Exercise objective: Every record below should be printed exactly as given.
======== Entries provided ========
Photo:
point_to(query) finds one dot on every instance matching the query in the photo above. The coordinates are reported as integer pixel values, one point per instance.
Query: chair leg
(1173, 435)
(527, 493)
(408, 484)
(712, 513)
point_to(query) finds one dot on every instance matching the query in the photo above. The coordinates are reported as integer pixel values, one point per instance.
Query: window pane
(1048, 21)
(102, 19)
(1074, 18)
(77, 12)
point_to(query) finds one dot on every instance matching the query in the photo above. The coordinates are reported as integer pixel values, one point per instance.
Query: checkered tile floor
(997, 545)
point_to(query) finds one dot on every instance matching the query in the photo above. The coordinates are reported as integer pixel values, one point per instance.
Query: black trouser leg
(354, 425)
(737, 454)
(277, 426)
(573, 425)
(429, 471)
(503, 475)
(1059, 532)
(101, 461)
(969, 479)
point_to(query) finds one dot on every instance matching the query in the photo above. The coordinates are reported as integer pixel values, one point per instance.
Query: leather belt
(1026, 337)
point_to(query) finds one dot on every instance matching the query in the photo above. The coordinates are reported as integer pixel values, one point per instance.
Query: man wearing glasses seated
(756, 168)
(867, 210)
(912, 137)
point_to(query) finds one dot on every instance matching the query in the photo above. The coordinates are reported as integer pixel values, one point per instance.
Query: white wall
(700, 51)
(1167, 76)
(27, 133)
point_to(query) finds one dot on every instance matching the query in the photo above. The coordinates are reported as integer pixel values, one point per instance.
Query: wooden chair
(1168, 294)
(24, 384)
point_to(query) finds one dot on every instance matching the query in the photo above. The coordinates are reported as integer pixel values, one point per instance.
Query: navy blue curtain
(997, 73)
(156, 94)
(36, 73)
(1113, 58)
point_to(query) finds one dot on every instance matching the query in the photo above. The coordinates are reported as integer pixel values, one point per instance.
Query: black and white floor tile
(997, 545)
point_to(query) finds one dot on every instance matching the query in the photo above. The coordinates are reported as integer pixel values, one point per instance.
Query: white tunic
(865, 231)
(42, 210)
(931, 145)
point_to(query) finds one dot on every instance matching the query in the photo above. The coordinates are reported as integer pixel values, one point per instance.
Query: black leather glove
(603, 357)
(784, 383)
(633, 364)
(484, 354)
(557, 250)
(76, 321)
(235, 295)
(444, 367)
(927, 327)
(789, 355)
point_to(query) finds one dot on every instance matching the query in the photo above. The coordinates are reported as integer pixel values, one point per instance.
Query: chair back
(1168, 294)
========
Response below:
Photo:
point_to(query) finds one dot on every instance matching the query in the photo above. The coordinates are reported as integer pixel values, one point per instance.
Query: chair leg
(1173, 435)
(527, 493)
(408, 484)
(712, 513)
point_to(query) finds one dot on every instance matching the query in the photo above. The coordinates are reported as integer pixel values, one point per instance.
Query: window pane
(1048, 21)
(102, 19)
(1074, 18)
(77, 12)
point_to(query) finds one dot on every instance matching the query in the photo above. The coordinates are reported as integer pixel values, one point per instance.
Query: checkered tile floor
(997, 545)
point_to(query) finds one dot on every instance matching the query in the photo above. The coordinates are reported as integer pixel values, one point per instance.
Query: black trouser leg
(354, 425)
(737, 454)
(277, 426)
(573, 425)
(429, 471)
(503, 475)
(1059, 532)
(101, 461)
(969, 479)
point_to(query) finds one dot on every instance matching the query in the photo above. The coordinates are reported as integer pixel values, one point per instance.
Query: leather belt
(1026, 337)
point_to(query) finds one dot on every instance matching the query in the photo above. The coordinates are reported as integer pixel values, one point per instance.
Query: man wearing glasses seated
(756, 168)
(867, 210)
(912, 137)
point_to(query) finds one dot on every instance matching the query in the photo above. The coordinates are reported as integer pixel values, one point per instance.
Query: white wall
(700, 51)
(1167, 76)
(27, 133)
point_to(query) finds one dot on every instance matching the query in the photo above. The coordinates are reported as integer pixel values, one point per instance.
Query: wooden chair
(1168, 294)
(24, 384)
point_to(query) finds one dot on every instance matching the query in the photo above. The coordinates are reported as integer pixel values, one point per instance.
Query: navy blue curtain
(997, 73)
(156, 94)
(36, 73)
(1113, 58)
point_to(query) finds one dot on every instance matching the query in the photo above. The coordinates are reported as integer pixel values, one point per instance.
Query: black and white floor tile
(997, 545)
point_to(query) finds one dot on every instance matching the query in the photo above. The coordinates are reported as integer pixel values, one point per instance.
Query: white tunic
(865, 231)
(42, 210)
(931, 145)
point_to(query) finds one dot on every instance matching the query in the photo above. The coordinates are reported as integer pixel values, one point per instance.
Query: black leather glove
(603, 357)
(784, 383)
(633, 364)
(484, 354)
(557, 250)
(76, 321)
(235, 295)
(444, 367)
(927, 327)
(789, 355)
point_to(query) finds one dot on every instance matching the query in the photo above. The coordinates are reported as integer pixel values, one point per instance.
Query: chair back
(1168, 294)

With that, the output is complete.